Present every line of the rows below as a Markdown table with two columns: Number, holding each line's position in order, and Line, holding its text. Leave out blank lines.
## START
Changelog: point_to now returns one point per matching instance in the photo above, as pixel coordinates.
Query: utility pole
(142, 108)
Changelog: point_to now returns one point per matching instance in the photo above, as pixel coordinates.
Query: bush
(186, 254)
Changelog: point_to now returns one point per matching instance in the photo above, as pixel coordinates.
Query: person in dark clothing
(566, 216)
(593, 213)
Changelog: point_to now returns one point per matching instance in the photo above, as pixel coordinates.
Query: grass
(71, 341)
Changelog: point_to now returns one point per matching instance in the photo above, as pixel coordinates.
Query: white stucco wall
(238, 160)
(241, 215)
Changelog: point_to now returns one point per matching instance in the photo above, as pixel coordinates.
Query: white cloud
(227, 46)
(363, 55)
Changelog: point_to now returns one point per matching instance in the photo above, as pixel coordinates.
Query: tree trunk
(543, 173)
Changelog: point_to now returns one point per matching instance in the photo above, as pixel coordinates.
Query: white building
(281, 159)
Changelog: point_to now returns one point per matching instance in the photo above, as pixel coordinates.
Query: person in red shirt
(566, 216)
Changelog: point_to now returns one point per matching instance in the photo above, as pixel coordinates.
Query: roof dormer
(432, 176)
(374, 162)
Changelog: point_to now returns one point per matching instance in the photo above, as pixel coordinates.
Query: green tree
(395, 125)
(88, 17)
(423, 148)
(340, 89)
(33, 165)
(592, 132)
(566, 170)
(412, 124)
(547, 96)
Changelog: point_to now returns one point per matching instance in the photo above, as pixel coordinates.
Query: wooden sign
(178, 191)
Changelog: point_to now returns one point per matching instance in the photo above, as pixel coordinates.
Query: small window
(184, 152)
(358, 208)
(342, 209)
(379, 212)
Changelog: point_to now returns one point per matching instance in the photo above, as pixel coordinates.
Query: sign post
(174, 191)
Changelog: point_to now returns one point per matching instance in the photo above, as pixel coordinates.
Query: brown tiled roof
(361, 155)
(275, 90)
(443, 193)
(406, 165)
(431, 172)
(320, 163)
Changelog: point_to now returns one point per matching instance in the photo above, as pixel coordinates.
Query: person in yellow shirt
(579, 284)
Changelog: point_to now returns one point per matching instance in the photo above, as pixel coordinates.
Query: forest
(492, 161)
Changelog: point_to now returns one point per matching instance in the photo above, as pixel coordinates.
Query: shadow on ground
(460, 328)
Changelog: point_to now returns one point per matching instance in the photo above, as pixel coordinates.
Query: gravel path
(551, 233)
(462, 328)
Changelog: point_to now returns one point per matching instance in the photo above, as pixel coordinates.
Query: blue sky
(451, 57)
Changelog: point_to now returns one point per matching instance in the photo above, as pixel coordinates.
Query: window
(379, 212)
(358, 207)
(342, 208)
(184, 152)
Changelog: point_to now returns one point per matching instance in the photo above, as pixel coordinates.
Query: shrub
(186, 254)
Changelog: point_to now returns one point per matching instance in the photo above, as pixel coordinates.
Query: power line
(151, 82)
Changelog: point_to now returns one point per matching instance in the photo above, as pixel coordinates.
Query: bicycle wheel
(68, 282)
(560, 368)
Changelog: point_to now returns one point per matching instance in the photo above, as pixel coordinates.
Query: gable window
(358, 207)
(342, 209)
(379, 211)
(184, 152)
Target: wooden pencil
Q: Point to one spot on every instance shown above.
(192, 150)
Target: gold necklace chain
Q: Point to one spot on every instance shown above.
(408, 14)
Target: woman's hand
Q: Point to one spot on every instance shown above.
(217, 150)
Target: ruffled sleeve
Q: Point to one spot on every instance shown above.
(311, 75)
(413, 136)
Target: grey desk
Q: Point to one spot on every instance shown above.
## END
■ **Result for this exercise**
| Number | Line |
|---|---|
| 1 | Changelog: point_to now returns one point per matching instance in the photo above, as pixel coordinates. |
| 2 | Query: utility pole |
| 3 | (142, 108) |
| 4 | Changelog: point_to now returns one point per matching instance in the photo above, as pixel coordinates. |
| 5 | Query: bush |
| 6 | (186, 254) |
| 7 | Changelog: point_to now returns one point per matching instance in the photo above, as pixel coordinates. |
| 8 | Query: person in dark clothing |
| 9 | (566, 216) |
| 10 | (593, 213) |
| 11 | Changelog: point_to now returns one point per matching instance in the photo above, as pixel coordinates. |
| 12 | Query: grass |
| 13 | (71, 341) |
| 14 | Changelog: point_to now returns one point per matching instance in the photo above, as pixel coordinates. |
| 15 | Query: white stucco wall |
| 16 | (238, 160) |
| 17 | (241, 215) |
| 18 | Changelog: point_to now returns one point per matching instance in the photo above, as pixel coordinates. |
| 19 | Query: white cloud |
| 20 | (227, 46) |
| 21 | (363, 55) |
| 22 | Changelog: point_to now returns one point per matching instance in the photo above, as pixel coordinates. |
| 23 | Query: tree trunk |
| 24 | (543, 173) |
| 25 | Changelog: point_to now returns one point per matching instance in the photo above, as pixel coordinates. |
| 26 | Query: white building |
| 27 | (281, 159) |
| 28 | Changelog: point_to now returns one point per matching instance in the photo above, as pixel coordinates. |
| 29 | Query: person in red shirt |
| 30 | (566, 216) |
| 31 | Changelog: point_to now returns one point per matching instance in the photo above, as pixel coordinates. |
| 32 | Query: roof dormer |
| 33 | (432, 176) |
| 34 | (374, 162) |
| 35 | Changelog: point_to now returns one point per matching instance in the photo above, as pixel coordinates. |
| 36 | Query: green tree |
| 37 | (395, 125) |
| 38 | (88, 17) |
| 39 | (423, 148) |
| 40 | (340, 89) |
| 41 | (33, 165) |
| 42 | (592, 132) |
| 43 | (566, 170) |
| 44 | (412, 124) |
| 45 | (547, 96) |
| 46 | Changelog: point_to now returns one point per matching instance in the photo above, as pixel coordinates. |
| 47 | Query: wooden sign |
| 48 | (178, 191) |
| 49 | Changelog: point_to now returns one point per matching instance in the photo above, as pixel coordinates. |
| 50 | Query: small window |
| 51 | (184, 152) |
| 52 | (358, 208) |
| 53 | (342, 209) |
| 54 | (379, 212) |
| 55 | Changelog: point_to now returns one point per matching instance in the photo above, as pixel coordinates. |
| 56 | Query: sign post |
| 57 | (174, 191) |
| 58 | Changelog: point_to now returns one point per matching instance in the photo above, as pixel coordinates. |
| 59 | Query: brown tiled roof |
| 60 | (361, 155) |
| 61 | (275, 90) |
| 62 | (443, 193) |
| 63 | (406, 165) |
| 64 | (431, 172) |
| 65 | (320, 163) |
| 66 | Changelog: point_to now returns one point per matching instance in the photo above, as pixel coordinates. |
| 67 | Query: person in yellow shirt |
| 68 | (579, 284) |
| 69 | Changelog: point_to now returns one point per matching instance in the photo above, as pixel coordinates. |
| 70 | Query: forest |
| 71 | (492, 161) |
| 72 | Changelog: point_to now returns one point per matching instance in the photo above, as pixel coordinates. |
| 73 | Query: shadow on ground |
| 74 | (460, 328) |
| 75 | Changelog: point_to now returns one point per matching instance in the photo above, as pixel coordinates. |
| 76 | Query: gravel path |
| 77 | (551, 233) |
| 78 | (462, 328) |
| 79 | Changelog: point_to now returns one point per matching instance in the photo above, as pixel coordinates. |
| 80 | Query: blue sky |
| 81 | (451, 57) |
| 82 | Changelog: point_to now returns one point per matching instance in the photo above, as pixel coordinates. |
| 83 | Query: window |
| 84 | (379, 212) |
| 85 | (358, 207) |
| 86 | (342, 208) |
| 87 | (184, 152) |
| 88 | Changelog: point_to now returns one point per matching instance in the photo above, as pixel coordinates. |
| 89 | Query: shrub |
| 90 | (186, 254) |
| 91 | Changelog: point_to now returns one point per matching instance in the photo above, as pixel coordinates. |
| 92 | Query: power line |
| 93 | (151, 82) |
| 94 | Changelog: point_to now returns one point per matching instance in the photo above, as pixel coordinates. |
| 95 | Query: bicycle wheel |
| 96 | (68, 282) |
| 97 | (560, 368) |
| 98 | Changelog: point_to now returns one point per matching instance in the photo above, as pixel coordinates. |
| 99 | Query: gable window |
| 100 | (358, 207) |
| 101 | (342, 209) |
| 102 | (379, 211) |
| 103 | (184, 152) |
| 104 | Target: wooden pencil |
| 105 | Q: Point to one spot on every instance shown above. |
| 106 | (192, 150) |
| 107 | Target: gold necklace chain |
| 108 | Q: Point to one spot on every instance shown above. |
| 109 | (408, 14) |
| 110 | Target: woman's hand |
| 111 | Q: Point to one spot on every instance shown above. |
| 112 | (217, 150) |
| 113 | Target: ruffled sleeve |
| 114 | Q: Point to one spot on every instance shown above. |
| 115 | (311, 75) |
| 116 | (413, 136) |
| 117 | Target: grey desk |
| 118 | Q: Point to one spot on every instance shown above. |